▶ _Document section_:
[Start of Attachment]

Further support for the assumption that the clinical phenotype presented by cluster No. 3 represented the pathway of unsuccessful aging, was shown in this study by the findings from the differences in the distribution of chronic medical conditions (Figures 5, 6). Pre-frailty and frailty status was associated with an increased prevalence of hypertension, cardiovascular disease, and falls, compared with normal non-frail condition (Figure 5). When this assessment was included in the clusters, cardiovascular disease and geriatric conditions tended to accumulate mainly in cluster No. 3 (Figures 6, 7).

The average number of chronic diseases in cluster No. 3 was similar to cluster No. 2 (3.5 vs. 3.4) (Table 3), which means that not only the number of chronic diseases but also information on the accumulation of integrated geriatric conditions and functional deficits are essential in identifying frail elderly patients (Figure 7) [64]. Based on the characteristics of patients in cluster No. 3, it seems that in parallel with increasing physical frailty, there is also a progression in decline in cognitive function. The low values of the Mini-Mental State Examination (MMSE) score (23.4), reached the threshold for the diagnosis of cognitive impairment in this cluster (Table 3) [39]. The association between physical and cognitive frailty was also supported by the logistic regression model, where the MMSE score was found to be a predictor of the pre-frailty and frailty outcome (Table 6).

Therefore, the clinical phenotype in cluster No. 3, unites several lines of evidence, including on the association between frailty and cognitive impairment, and the association between chronic kidney diseases and cognitive impairment [13,65]. Also, the description of this clinical phenotype supports the dose-response effect of the decline in renal function on the increasing risk of cognitive impairment [59]. The dominant appearance of cognitive impairment at higher grades of frailty and advanced stages of chronic renal failure indicated the strong non-linear associations between these factors, which may explain the fact that, in the cluster No. 3, the parameter of the MMSE score, but not the parameter of the somat score, was not normal, despite the fact that this parameter was found to be a stronger predictor of pre-frailty and frailty outcome in the logistic regression model (Table 6).

Conclusions

This study aimed to identify the clustering of comorbidities, cognitive, and mental factors associated with increased risk of pre-frailty and frailty in patients ≥60 years in a primary healthcare setting in eastern Croatia. The findings showed that in patients ≥60 years in a primary healthcare setting, multimorbidity predictors of pre-frailty and frailty included a decline in cognitive function and renal function.

In this study, a multicomponent dataset was used with data collected in the primary healthcare setting. Clustering was used to identify clinical patterns of frailty and pre-frailty that may assist in future planning of prevention strategies. The three overlapping clusters were identified, firstly as obesity and preserved renal function, secondly as multimorbidity with mental disorders and slightly impaired renal function, and thirdly as advanced impaired renal function, cognitive impairment, and physical deficits. Within these clusters, frailty was increasingly found. Predictors of the common outcomes of pre-frailty and frailty were increased age, the number of chronic diseases, loss of the muscle mass, inflammation, anemia, anxiety somatic and cognitive impairment. Age-related decline in renal function is an important factor in the development of frailty with age.

[End of Attachment]

▶ _Extracted material_:
[Start of Attachment]

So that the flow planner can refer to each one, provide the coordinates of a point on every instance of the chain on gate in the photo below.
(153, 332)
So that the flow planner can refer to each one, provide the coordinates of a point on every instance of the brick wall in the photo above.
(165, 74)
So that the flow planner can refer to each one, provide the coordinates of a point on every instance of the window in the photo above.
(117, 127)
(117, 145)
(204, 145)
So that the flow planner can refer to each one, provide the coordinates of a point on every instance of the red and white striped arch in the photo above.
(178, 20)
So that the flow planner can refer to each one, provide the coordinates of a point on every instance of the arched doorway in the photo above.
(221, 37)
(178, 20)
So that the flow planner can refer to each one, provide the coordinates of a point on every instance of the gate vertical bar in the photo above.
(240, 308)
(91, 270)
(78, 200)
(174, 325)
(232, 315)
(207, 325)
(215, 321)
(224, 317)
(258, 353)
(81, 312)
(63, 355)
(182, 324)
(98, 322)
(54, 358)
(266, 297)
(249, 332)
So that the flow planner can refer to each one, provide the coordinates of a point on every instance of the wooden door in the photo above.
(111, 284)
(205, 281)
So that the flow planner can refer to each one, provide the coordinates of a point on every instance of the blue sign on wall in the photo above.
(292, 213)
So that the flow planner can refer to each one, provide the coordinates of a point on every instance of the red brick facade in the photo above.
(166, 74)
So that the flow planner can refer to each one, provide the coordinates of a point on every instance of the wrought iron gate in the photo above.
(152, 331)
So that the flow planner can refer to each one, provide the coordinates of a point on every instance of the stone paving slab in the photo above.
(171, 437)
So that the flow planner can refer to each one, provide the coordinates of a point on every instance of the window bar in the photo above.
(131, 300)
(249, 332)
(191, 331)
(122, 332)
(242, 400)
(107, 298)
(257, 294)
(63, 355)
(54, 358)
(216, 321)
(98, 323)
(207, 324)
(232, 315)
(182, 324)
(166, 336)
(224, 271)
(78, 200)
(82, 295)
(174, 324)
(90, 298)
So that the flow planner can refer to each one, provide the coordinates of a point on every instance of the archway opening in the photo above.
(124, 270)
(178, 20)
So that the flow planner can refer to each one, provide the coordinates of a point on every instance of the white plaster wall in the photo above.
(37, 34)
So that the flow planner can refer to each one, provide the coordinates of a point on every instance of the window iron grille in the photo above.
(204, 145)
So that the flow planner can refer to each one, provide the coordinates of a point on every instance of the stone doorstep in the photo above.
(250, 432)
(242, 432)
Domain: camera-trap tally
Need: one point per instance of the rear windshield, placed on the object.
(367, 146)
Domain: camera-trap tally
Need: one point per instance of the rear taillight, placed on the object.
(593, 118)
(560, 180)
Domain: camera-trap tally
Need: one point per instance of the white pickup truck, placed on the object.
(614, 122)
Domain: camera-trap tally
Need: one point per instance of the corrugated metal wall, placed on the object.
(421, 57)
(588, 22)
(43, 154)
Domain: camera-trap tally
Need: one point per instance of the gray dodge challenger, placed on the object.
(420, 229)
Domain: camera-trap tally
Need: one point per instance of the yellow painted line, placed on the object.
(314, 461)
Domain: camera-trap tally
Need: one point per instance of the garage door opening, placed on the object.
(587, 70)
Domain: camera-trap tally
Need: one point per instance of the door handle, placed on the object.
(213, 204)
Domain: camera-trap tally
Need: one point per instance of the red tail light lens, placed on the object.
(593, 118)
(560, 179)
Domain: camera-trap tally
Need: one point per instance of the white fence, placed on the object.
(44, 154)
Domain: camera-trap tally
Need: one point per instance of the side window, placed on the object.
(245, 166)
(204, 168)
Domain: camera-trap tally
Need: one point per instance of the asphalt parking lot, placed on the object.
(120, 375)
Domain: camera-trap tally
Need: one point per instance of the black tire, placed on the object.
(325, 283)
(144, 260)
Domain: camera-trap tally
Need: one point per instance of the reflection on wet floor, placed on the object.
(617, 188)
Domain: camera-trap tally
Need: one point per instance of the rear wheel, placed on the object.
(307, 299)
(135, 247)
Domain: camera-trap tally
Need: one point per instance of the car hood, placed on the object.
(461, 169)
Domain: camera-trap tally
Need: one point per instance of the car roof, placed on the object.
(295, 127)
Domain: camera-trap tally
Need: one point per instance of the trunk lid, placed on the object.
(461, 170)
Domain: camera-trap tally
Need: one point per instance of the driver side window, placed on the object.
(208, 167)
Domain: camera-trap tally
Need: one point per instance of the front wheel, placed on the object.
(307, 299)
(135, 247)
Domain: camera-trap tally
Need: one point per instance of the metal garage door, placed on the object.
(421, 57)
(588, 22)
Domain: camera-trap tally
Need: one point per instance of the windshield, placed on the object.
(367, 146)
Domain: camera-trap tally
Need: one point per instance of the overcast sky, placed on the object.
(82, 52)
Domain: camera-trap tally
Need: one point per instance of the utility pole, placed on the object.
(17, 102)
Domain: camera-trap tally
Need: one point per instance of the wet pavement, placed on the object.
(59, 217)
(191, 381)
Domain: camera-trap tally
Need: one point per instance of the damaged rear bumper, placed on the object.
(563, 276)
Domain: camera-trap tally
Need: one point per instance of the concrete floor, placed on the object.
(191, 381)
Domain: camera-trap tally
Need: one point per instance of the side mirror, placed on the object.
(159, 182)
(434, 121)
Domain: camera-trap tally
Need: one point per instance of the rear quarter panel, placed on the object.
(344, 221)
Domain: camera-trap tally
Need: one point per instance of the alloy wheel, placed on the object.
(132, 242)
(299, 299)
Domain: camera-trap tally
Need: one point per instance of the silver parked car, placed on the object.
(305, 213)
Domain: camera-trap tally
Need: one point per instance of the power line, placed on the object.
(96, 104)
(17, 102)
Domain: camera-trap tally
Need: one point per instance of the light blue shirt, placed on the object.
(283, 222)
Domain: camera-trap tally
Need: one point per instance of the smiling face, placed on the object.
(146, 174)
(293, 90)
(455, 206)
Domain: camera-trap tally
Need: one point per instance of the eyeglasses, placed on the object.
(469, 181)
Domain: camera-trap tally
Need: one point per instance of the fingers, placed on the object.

[End of Attachment]

According to the frailty study text above, what was the average number of chronic diseases in cluster No. 3 and in cluster No. 2?

▶ _Answer area_:
3.5 in cluster No. 3 and 3.4 in cluster No. 2.